Textauszug:
>>
# Suche "Recruit a Friend/Werbt einen Freund" Partner Allianz/Nazjatar, Anub'arak, Dalvengyr, Frostmourne, Zuluhed



## Apokat (13. Dezember 2014)

*Allianz auf EU Nazjatar, EU Anub'arak, EU Dalvengyr, EU Frostmourne, EU Zuluhed. (Connected Realms)*

 

Hallo liebe Leser,

Ich suche eine oder mehrere Personen die ich für den Werbt-einen-Freund Dienst werben kann. Vielleicht gibt es ja einige die einen 2. Account hochspielen oder ganz neu anfangen wollen (Vielleicht auch Freunde von euch?). Ich bin bereit mit euch einige Charaktäre hochzuspielen bevorzugt wären hierbei Spieler die einen oder mehrere Allianz Charaktäre leveln wollen.
Ich würde die Charaktäre mit euch in meiner freien Zeit leveln und sofern ihr Interesse habt auf Nazjatar, etc. auf Seiten der Allianz zu spielen auch mit etwas Startgold für Reiten und Mounts versorgen. Natürlich bin ich auch bereit euch Hilfestellung per TS/Skype oder ähnliches zu leisten - ist aber keine Pflicht. 
Ich bin nicht interessiert daran, dass ihr unbedingt 2 Monate erwerbt oder xx Chars hochzockt. Solltet ihr nur 1 Char hochzocken wollen wäre das auch vollkommen okay, denn mir geht es nur darum einen speziellen Char hochzuzocken.


----------
<<
Arbeitsaufträge:
[1] Auf welchen Wegen wird im Forenbeitrag zur Werbt-einen-Freund-Suche Hilfestellung angeboten?
[2] Schreiben Sie aus dem Forenbeitrag den Abschnitt von „Ich würde die“ bis „aber keine Pflicht.“ wortgetreu ab.

Bereitgestellte Daten:
>>
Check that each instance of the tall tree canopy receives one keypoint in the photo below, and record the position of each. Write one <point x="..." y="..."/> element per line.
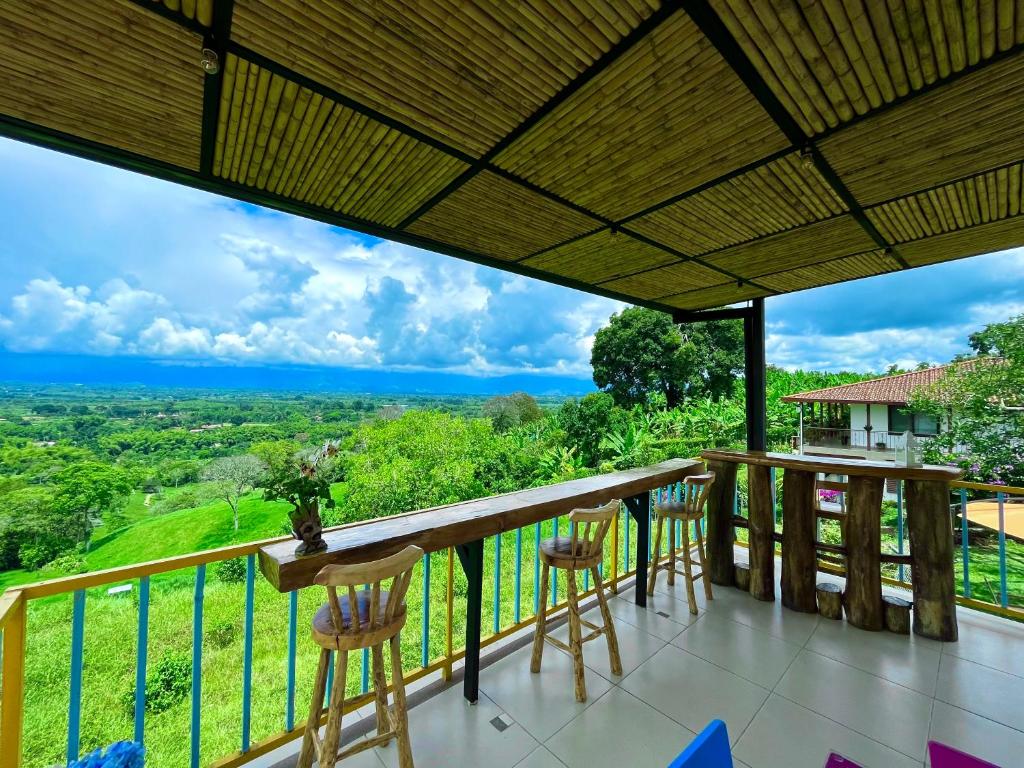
<<
Lösungen je Aufgabe:
[1] Per TS/Skype oder auf ähnlichem Weg.

[2]
Ich würde die Charaktäre mit euch in meiner freien Zeit leveln und sofern ihr Interesse habt auf Nazjatar, etc. auf Seiten der Allianz zu spielen auch mit etwas Startgold für Reiten und Mounts versorgen. Natürlich bin ich auch bereit euch Hilfestellung per TS/Skype oder ähnliches zu leisten - ist aber keine Pflicht.